▶ _What you are asked to do_: Write every record out again exactly as given.

=== Available data ===

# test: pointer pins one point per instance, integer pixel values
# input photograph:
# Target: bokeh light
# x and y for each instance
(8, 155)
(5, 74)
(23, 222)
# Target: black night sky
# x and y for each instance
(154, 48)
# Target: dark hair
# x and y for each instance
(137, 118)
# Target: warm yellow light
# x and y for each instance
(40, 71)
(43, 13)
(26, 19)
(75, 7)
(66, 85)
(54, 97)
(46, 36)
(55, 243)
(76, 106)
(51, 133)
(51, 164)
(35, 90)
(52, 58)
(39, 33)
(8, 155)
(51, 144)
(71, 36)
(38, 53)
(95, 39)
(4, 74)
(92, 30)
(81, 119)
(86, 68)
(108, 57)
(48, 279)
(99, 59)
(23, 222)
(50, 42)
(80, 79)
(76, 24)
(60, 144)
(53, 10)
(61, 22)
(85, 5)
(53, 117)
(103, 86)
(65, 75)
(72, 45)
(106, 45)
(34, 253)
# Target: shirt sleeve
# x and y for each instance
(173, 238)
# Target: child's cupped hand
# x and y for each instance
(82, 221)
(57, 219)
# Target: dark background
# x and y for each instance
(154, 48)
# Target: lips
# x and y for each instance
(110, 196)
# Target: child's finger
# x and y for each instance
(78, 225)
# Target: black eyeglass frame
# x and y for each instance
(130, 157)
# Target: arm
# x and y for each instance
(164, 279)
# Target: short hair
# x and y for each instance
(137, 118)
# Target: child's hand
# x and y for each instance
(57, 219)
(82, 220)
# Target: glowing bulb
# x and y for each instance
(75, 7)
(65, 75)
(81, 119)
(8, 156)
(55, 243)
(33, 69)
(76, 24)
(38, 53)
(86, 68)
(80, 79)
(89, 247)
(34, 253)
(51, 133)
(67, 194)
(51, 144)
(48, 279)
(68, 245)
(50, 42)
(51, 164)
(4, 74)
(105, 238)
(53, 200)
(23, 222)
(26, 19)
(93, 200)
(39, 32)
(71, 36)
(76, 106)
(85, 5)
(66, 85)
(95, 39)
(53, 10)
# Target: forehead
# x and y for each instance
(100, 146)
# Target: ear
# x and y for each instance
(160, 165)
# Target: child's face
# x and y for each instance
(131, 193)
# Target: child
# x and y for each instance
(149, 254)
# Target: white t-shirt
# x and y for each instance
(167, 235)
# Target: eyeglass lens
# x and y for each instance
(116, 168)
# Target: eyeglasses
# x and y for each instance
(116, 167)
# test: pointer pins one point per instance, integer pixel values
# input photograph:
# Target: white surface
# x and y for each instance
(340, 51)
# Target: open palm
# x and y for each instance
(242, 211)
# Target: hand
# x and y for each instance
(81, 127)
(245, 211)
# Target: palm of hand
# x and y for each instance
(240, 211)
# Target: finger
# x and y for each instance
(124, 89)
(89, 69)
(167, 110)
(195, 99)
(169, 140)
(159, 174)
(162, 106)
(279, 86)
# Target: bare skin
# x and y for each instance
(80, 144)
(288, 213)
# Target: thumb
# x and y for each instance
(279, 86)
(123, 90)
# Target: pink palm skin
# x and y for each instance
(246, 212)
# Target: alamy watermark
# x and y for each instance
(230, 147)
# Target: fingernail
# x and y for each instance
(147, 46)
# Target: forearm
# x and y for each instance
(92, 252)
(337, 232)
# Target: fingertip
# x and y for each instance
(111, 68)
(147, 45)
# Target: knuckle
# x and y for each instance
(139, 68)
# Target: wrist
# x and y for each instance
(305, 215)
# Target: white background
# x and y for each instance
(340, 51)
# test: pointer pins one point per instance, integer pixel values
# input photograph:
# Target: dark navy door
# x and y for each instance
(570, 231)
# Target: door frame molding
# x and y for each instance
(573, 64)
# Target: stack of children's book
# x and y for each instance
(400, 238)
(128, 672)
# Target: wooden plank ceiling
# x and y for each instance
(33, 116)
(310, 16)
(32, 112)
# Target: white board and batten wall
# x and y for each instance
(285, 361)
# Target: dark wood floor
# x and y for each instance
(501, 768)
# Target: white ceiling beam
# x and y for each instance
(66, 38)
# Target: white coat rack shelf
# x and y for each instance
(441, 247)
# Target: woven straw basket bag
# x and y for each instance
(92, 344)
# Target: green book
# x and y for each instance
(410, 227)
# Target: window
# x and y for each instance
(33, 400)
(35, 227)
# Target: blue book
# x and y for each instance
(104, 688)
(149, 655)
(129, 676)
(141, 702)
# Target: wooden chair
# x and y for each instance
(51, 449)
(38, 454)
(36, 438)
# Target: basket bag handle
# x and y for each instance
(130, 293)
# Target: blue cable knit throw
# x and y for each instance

===

▶ _Solution to the exercise_:
# test: pointer pins one point per instance, integer pixel values
# input photograph:
# Target: bokeh light
# x and y for each instance
(8, 155)
(5, 74)
(23, 222)
# Target: black night sky
# x and y for each instance
(154, 48)
# Target: dark hair
# x and y for each instance
(137, 118)
# Target: warm yellow light
# x and y for each instance
(40, 71)
(43, 13)
(26, 19)
(75, 7)
(66, 85)
(54, 97)
(46, 36)
(55, 243)
(76, 106)
(51, 133)
(51, 164)
(35, 90)
(52, 58)
(39, 33)
(8, 155)
(51, 144)
(71, 36)
(38, 53)
(95, 39)
(4, 74)
(92, 30)
(81, 119)
(86, 68)
(108, 57)
(48, 279)
(99, 59)
(23, 222)
(50, 42)
(80, 79)
(76, 24)
(60, 144)
(53, 10)
(61, 22)
(85, 5)
(53, 117)
(103, 86)
(65, 75)
(72, 45)
(106, 45)
(34, 253)
# Target: shirt sleeve
# x and y for each instance
(173, 238)
# Target: child's cupped hand
# x and y for each instance
(82, 221)
(57, 219)
# Target: dark background
# x and y for each instance
(154, 48)
# Target: lips
# x and y for each instance
(110, 196)
# Target: child's finger
# x and y for each instance
(78, 225)
# Target: black eyeglass frame
# x and y for each instance
(130, 157)
# Target: arm
# x and y for each instance
(164, 279)
# Target: short hair
# x and y for each instance
(137, 118)
# Target: child's hand
# x and y for each instance
(57, 219)
(82, 220)
# Target: glowing bulb
# x and y for each instance
(75, 7)
(65, 75)
(81, 119)
(8, 156)
(55, 243)
(33, 69)
(76, 24)
(38, 53)
(86, 68)
(80, 79)
(89, 247)
(34, 253)
(51, 133)
(67, 194)
(51, 144)
(48, 279)
(68, 245)
(50, 42)
(51, 164)
(4, 74)
(105, 238)
(53, 200)
(23, 222)
(26, 19)
(93, 200)
(39, 32)
(71, 36)
(76, 106)
(85, 5)
(66, 85)
(95, 39)
(53, 10)
# Target: forehead
# x and y for each instance
(100, 146)
# Target: ear
# x and y for each instance
(160, 165)
# Target: child's face
# x and y for each instance
(131, 193)
# Target: child
# x and y for each instance
(149, 254)
# Target: white t-shirt
# x and y for each instance
(167, 235)
# Target: eyeglass lens
# x and y for each instance
(116, 168)
# Target: eyeglasses
# x and y for each instance
(116, 167)
# test: pointer pins one point per instance, integer pixel values
# input photograph:
# Target: white surface
# x and y for each instance
(340, 51)
# Target: open palm
# x and y for each instance
(242, 211)
# Target: hand
# x and y for each instance
(81, 127)
(245, 211)
# Target: palm of hand
# x and y for each instance
(240, 211)
# Target: finger
# x and y for each instance
(124, 89)
(89, 69)
(167, 110)
(195, 99)
(169, 140)
(159, 174)
(162, 106)
(279, 86)
# Target: bare skin
# x and y for each instance
(80, 144)
(288, 213)
# Target: thumb
# x and y for each instance
(279, 86)
(123, 90)
# Target: pink palm skin
# x and y for each instance
(246, 212)
# Target: alamy watermark
# x and y for each instance
(230, 147)
# Target: fingernail
# x and y for each instance
(147, 46)
# Target: forearm
# x and y for each instance
(92, 252)
(337, 232)
# Target: fingertip
# x and y for each instance
(111, 68)
(147, 45)
# Target: knuckle
# x and y for each instance
(139, 68)
# Target: wrist
# x and y for each instance
(305, 215)
# Target: white background
# x and y for each instance
(340, 51)
# test: pointer pins one point per instance, integer pixel values
# input photograph:
# Target: dark navy door
# x and y for each instance
(570, 231)
# Target: door frame molding
# x and y for each instance
(573, 64)
# Target: stack of children's book
# x and y for each instance
(400, 238)
(128, 672)
# Target: wooden plank ceiling
# x and y for each instance
(33, 116)
(310, 16)
(32, 112)
# Target: white board and batten wall
# x and y for each instance
(285, 361)
# Target: dark wood floor
# x and y for each instance
(501, 768)
# Target: white ceiling beam
# x and y for each instance
(66, 38)
# Target: white coat rack shelf
# x and y for each instance
(441, 247)
# Target: woven straw basket bag
# x and y for each instance
(92, 344)
# Target: green book
# x and y for each instance
(410, 227)
# Target: window
# x and y for each instance
(33, 400)
(35, 227)
# Target: blue book
# x and y for each instance
(104, 688)
(149, 655)
(129, 676)
(141, 702)
# Target: wooden chair
# x and y for each instance
(51, 449)
(38, 454)
(36, 438)
# Target: basket bag handle
# x and y for each instance
(130, 293)
# Target: blue cable knit throw
# x and y for each instance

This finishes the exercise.